*EXERCISE DIRECTIONS:*
In the records below, the line containing "[locate] the arched" is the first to keep. Retype it and all later lines exactly, through the end.

*THE DATA:*
--- START ---
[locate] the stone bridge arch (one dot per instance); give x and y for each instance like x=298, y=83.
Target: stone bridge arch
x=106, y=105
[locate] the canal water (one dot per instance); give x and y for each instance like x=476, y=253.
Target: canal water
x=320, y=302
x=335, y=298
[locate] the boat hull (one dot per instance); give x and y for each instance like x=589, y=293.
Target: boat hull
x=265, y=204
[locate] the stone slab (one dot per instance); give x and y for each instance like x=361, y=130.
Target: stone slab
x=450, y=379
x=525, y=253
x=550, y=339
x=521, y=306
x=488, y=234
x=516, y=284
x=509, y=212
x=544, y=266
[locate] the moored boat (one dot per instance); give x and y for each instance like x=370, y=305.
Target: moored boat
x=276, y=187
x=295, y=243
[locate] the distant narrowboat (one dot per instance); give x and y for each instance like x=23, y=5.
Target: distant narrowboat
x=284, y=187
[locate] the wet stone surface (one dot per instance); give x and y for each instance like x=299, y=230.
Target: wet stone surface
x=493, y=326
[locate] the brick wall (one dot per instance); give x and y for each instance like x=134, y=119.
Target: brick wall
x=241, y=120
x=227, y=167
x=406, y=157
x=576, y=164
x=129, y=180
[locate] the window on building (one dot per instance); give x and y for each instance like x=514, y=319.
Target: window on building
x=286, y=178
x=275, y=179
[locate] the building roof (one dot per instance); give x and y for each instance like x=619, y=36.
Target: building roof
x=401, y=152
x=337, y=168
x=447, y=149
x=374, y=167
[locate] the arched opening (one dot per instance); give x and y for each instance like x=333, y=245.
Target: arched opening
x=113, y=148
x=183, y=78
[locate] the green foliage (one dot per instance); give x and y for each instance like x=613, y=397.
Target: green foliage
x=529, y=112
--- END ---
*TASK ANSWER:*
[locate] the arched opening (one dot per instance); give x and y for each instance like x=333, y=245.
Target: arched opening
x=113, y=148
x=183, y=78
[locate] the green foliage (one dot per instance); give x and y for each instance like x=613, y=397.
Target: green foliage
x=529, y=112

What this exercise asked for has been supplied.